Instructions to follow - Repeat the lines from the line with "Point to the gray" to the line with "Point to the large" in the listing below, keeping both end lines and adding nothing.
** Exercise material follows **
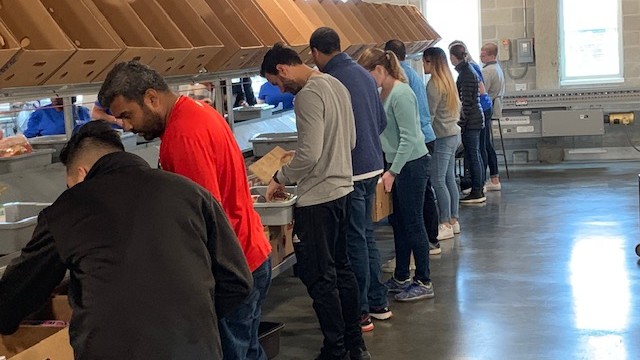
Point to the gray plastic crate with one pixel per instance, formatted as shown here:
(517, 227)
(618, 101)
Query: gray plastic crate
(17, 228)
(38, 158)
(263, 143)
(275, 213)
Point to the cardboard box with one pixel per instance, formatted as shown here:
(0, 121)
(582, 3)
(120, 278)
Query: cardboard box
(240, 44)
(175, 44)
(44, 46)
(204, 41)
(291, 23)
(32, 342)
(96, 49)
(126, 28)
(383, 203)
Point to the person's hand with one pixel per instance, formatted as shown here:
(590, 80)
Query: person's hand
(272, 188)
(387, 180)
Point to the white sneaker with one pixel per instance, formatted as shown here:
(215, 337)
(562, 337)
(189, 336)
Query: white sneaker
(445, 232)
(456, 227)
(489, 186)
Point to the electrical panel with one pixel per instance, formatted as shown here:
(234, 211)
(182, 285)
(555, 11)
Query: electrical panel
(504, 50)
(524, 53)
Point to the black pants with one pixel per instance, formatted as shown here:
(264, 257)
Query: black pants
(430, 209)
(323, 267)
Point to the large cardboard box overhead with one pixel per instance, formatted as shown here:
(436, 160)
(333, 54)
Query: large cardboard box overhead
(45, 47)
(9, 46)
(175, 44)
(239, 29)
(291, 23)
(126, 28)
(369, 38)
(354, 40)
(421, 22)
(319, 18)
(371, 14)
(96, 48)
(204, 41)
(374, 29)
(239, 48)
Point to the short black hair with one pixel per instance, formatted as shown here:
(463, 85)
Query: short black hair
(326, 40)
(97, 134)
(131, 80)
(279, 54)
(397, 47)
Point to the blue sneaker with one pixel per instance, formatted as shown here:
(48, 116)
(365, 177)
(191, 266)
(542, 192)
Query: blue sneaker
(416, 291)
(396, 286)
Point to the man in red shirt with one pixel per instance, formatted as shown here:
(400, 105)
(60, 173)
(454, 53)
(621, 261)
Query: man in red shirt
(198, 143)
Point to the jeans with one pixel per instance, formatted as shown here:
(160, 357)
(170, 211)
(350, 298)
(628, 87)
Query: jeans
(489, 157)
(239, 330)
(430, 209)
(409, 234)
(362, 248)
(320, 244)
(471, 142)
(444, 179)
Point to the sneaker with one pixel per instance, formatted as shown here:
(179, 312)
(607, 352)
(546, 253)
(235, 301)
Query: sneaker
** End of Exercise material **
** Exercise material follows **
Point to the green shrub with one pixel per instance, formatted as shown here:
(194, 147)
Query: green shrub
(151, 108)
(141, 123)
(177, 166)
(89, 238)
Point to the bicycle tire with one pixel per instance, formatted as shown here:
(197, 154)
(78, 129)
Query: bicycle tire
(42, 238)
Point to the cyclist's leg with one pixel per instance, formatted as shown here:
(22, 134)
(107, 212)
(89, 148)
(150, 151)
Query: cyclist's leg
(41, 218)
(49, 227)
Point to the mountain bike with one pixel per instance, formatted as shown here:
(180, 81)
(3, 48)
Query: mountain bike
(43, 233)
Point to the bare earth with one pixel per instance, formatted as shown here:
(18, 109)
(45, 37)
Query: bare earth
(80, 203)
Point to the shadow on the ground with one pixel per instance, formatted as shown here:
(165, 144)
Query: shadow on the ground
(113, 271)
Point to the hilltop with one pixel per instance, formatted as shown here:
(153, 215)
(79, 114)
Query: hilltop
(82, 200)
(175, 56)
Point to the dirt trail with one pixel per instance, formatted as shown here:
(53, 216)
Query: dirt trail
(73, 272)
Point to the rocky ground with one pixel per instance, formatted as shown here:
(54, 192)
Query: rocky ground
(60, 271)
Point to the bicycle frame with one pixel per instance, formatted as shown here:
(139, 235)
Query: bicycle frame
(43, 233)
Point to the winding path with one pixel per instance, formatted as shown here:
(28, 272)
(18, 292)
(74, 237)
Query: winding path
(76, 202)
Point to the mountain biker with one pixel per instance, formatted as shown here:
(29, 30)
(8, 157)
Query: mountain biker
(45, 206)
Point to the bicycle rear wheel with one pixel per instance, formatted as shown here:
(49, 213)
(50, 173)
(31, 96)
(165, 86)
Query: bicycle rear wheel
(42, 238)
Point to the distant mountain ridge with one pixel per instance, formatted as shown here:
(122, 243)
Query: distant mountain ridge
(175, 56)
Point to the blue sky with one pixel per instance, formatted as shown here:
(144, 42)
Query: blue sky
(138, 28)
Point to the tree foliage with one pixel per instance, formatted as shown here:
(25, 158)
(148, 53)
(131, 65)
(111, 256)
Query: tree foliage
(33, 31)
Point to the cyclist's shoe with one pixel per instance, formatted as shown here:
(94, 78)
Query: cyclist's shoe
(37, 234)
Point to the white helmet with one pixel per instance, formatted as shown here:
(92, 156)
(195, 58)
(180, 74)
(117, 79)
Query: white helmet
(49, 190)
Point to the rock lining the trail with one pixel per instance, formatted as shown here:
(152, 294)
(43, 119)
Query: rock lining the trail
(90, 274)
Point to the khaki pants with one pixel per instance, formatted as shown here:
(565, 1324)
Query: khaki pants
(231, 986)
** End of Exercise material **
The completed task -
Point to the gray plastic crate with one pixel per instance, formatted as shown here:
(517, 227)
(618, 101)
Query: gray plastic crate
(17, 228)
(38, 158)
(263, 143)
(275, 213)
Point to the cardboard box with one pixel per instance, formatted as shown here:
(0, 121)
(582, 3)
(120, 278)
Query: cardboard box
(240, 44)
(175, 44)
(44, 46)
(204, 41)
(291, 23)
(32, 342)
(96, 49)
(126, 28)
(383, 203)
Point to the person's hand with one pixel per instance, formatted as shown here:
(590, 80)
Query: person's hand
(272, 188)
(387, 180)
Point to the white sneaker with one pixel per instance, formatted as shown here:
(215, 337)
(562, 337)
(189, 336)
Query: white sneaker
(445, 232)
(456, 227)
(489, 186)
Point to the electrical panel with one pixel per instance, formatted as shown here:
(234, 211)
(182, 285)
(555, 11)
Query: electrical panel
(504, 50)
(524, 53)
Point to the black pants with one pixel per instance, formatted as shown here:
(264, 257)
Query: black pants
(430, 209)
(323, 267)
Point to the large cardboard box overhead with one pixel per instance, formatted as shown here:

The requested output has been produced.